Talent At Work: Recruitment and Career Blog

BC Employment Standards and Laws: Did you know that…


Posted on September 12th, by Henry Goldbeck in HR Management. 1 Comment

book of rules

  1. Vacation accrues in maternity leave – In British Columbia, vacation time continues to accrue during maternity/parental leave. But this is not the case in other provinces such as Nova Scotia or Newfoundland. [1]
  2. You better pay up – employees must be paid all wages owed within 48 hours if an employer terminates employment or within 6 days if the employee terminates employment.
  3. Techies are special – provisions within the Employment Standards Act governing meal breaks, split shifts, minimum daily pay, hours free from work each week, overtime, and statutory holidays do not apply to “high technology professionals”. [2]
  4. It’s not all in the title – “independent contractors” need to satisfy a number of criteria in order to be considered independent. Just being labeled as an independent contractor does not necessarily mean that they are not considered employees (and thus governed by the ESA) under the court of law. [3]
  5. Safety is in your hands – Part 3 div 3 section 2 of Workers Compensation Act: the employer is responsible for ensuring that workers are made aware of any known/foreseeable health or safety hazards they may be exposed to at work. Employers are also obligated to make a copy of the Worker’s Compensation Act for all workers at each workplace where they are regularly employed/posted and made aware where a copy is available for review.
···
EXERCISE OBJECTIVE:
Revise the BC employment standards post by writing it out again from the words "BC Employment Standards" and stopping after "employee terminates employment.", with "British Columbia" changed to "B.C.".

DATASET EXCERPT:
···
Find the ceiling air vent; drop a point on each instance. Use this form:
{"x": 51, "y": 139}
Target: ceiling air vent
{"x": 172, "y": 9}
···
SOLUTION TO THIS TASK:
BC Employment Standards and Laws: Did you know that…


Posted on September 12th, by Henry Goldbeck in HR Management. 1 Comment

book of rules

  1. Vacation accrues in maternity leave – In B.C., vacation time continues to accrue during maternity/parental leave. But this is not the case in other provinces such as Nova Scotia or Newfoundland. [1]
  2. You better pay up – employees must be paid all wages owed within 48 hours if an employer terminates employment or within 6 days if the employee terminates employment.